··· PAGE

Iran : Le procureur général annonce le démantèlement de la police des mœurs
Le procureur général iranien, Mohammad Jafar Montazeri, a annoncé que la police des mœurs a été abolie par les autorités compétentes, a rapporté hier l’agence Isna. «La police des mœurs n’a rien à voir avec le pouvoir judiciaire, et elle a été abolie par ceux qui l’ont créée», a-t-il affirmé samedi soir dans la ville sainte de Qom. Lors d’une conférence religieuse, le procureur général répondait à la question d’un participant qui lui demandait «pourquoi la police des mœurs a été fermée».
La police des mœurs était à l’origine de l’arrestation de la jeune Mahsa Amini, dont la mort en détention a provoqué une vague de contestation en Iran qui perdure depuis près de trois mois. Cette annonce, considérée comme un geste envers les manifestants, est intervenue après la décision samedi des autorités de réviser une loi de 1983 sur le port du voile obligatoire en Iran, imposée quatre ans après la révolution islamique de 1979.Connue sous le nom de Gasht-e Ershad (patrouilles d’orientation), elle a été créée en 2005 sous le président ultraconservateur Mahmoud Ahmadinejad, pour «répandre la culture de la décence et du hijab». Elle est formée d’hommes en uniforme vert et de femmes portant le tchador noir, qui couvre la tête et le haut du corps.Elle visait à rassembler en un même corps plusieurs polices religieuses similaires, pour veiller entre autres au respect du port du hijab pour les femmes, et plus largement, au respect du code de conduite islamique et du code vestimentaire dans l’espace public iranien. Elle possédait environ 70.000 agents en 2011, auxquels se sont ajoutés 7000 agents supplémentaires en 2016 pour veiller en particulier au respect du port du voile. Des applications s’étaient répandues en Iran pour avertir les autres de la présence des patrouilles, et ainsi espérer leur échapper. Rien qu’entre 2013 et 2014, la police des mœurs avait fait poursuivre près de 18.000 femmes en justice, pour non-respect des règles islamiques en vigueur.

······
··· DONNÉES FOURNIES

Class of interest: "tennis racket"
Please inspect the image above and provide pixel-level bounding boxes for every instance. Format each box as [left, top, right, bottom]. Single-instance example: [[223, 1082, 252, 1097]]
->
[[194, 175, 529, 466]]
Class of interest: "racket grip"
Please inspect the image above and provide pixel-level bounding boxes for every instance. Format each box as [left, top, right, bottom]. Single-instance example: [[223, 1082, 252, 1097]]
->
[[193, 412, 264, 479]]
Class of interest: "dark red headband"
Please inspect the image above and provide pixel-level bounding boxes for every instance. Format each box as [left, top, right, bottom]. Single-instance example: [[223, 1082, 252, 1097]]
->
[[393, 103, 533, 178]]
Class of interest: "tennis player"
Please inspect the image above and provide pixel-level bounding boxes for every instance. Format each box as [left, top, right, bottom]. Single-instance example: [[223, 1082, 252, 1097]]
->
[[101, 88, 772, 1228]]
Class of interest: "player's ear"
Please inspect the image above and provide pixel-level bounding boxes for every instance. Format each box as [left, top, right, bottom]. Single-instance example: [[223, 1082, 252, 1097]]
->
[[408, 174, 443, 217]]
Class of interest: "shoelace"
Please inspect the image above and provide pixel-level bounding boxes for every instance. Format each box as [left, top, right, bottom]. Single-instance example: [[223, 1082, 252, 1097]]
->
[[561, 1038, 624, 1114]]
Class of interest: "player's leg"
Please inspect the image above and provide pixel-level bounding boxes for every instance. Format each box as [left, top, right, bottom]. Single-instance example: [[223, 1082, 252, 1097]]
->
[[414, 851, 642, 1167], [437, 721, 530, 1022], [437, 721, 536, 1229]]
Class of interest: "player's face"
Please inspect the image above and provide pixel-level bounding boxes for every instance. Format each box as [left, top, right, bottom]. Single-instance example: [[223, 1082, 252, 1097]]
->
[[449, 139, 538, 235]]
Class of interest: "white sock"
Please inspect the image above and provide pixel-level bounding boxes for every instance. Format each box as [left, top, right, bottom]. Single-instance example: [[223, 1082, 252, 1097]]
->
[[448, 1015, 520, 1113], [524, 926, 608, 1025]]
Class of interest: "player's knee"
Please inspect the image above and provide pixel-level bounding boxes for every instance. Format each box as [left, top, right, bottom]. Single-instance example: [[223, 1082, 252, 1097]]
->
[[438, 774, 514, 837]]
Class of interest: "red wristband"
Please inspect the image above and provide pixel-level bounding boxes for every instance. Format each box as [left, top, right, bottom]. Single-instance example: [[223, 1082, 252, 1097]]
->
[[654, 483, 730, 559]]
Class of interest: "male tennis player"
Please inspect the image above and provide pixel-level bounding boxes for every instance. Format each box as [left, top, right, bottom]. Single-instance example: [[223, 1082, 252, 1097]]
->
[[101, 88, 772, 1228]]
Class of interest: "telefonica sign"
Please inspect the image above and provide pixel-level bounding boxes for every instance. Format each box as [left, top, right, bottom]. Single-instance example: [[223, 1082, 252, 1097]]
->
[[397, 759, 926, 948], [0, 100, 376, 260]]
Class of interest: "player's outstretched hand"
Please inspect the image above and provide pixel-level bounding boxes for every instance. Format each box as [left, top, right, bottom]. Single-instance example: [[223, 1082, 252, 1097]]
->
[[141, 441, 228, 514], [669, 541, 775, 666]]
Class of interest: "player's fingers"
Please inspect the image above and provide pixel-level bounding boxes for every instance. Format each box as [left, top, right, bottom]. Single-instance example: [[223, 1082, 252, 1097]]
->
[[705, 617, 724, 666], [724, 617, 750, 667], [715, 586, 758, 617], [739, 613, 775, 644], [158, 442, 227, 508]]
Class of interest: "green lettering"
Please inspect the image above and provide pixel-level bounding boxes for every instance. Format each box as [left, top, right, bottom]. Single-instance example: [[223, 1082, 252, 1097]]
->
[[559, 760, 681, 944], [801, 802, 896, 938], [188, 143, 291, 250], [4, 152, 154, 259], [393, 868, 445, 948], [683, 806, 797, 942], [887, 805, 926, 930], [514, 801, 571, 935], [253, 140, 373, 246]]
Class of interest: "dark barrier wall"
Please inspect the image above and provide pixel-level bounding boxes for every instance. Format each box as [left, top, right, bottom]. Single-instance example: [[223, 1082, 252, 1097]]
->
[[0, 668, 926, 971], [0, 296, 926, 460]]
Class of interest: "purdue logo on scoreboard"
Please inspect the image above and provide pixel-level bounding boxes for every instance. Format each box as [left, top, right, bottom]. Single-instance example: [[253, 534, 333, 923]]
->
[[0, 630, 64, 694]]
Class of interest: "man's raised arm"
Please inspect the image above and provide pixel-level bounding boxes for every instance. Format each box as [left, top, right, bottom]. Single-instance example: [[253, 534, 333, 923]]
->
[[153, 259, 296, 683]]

······

## OBJECTIFS
[1] Transcrivez l'article sur l'abolition de la police des mœurs en Iran dans son intégralité, sans rien y changer.
[2] Comptez les lignes des enregistrements qui contiennent la chaîne « player », en respectant la casse, et donnez uniquement ce nombre.
L'article et les enregistrements proviennent de sources différentes.

## CORRIGÉ
[1]
Iran : Le procureur général annonce le démantèlement de la police des mœurs
Le procureur général iranien, Mohammad Jafar Montazeri, a annoncé que la police des mœurs a été abolie par les autorités compétentes, a rapporté hier l’agence Isna. «La police des mœurs n’a rien à voir avec le pouvoir judiciaire, et elle a été abolie par ceux qui l’ont créée», a-t-il affirmé samedi soir dans la ville sainte de Qom. Lors d’une conférence religieuse, le procureur général répondait à la question d’un participant qui lui demandait «pourquoi la police des mœurs a été fermée».
La police des mœurs était à l’origine de l’arrestation de la jeune Mahsa Amini, dont la mort en détention a provoqué une vague de contestation en Iran qui perdure depuis près de trois mois. Cette annonce, considérée comme un geste envers les manifestants, est intervenue après la décision samedi des autorités de réviser une loi de 1983 sur le port du voile obligatoire en Iran, imposée quatre ans après la révolution islamique de 1979.Connue sous le nom de Gasht-e Ershad (patrouilles d’orientation), elle a été créée en 2005 sous le président ultraconservateur Mahmoud Ahmadinejad, pour «répandre la culture de la décence et du hijab». Elle est formée d’hommes en uniforme vert et de femmes portant le tchador noir, qui couvre la tête et le haut du corps.Elle visait à rassembler en un même corps plusieurs polices religieuses similaires, pour veiller entre autres au respect du port du hijab pour les femmes, et plus largement, au respect du code de conduite islamique et du code vestimentaire dans l’espace public iranien. Elle possédait environ 70.000 agents en 2011, auxquels se sont ajoutés 7000 agents supplémentaires en 2016 pour veiller en particulier au respect du port du voile. Des applications s’étaient répandues en Iran pour avertir les autres de la présence des patrouilles, et ainsi espérer leur échapper. Rien qu’entre 2013 et 2014, la police des mœurs avait fait poursuivre près de 18.000 femmes en justice, pour non-respect des règles islamiques en vigueur.

[2] 8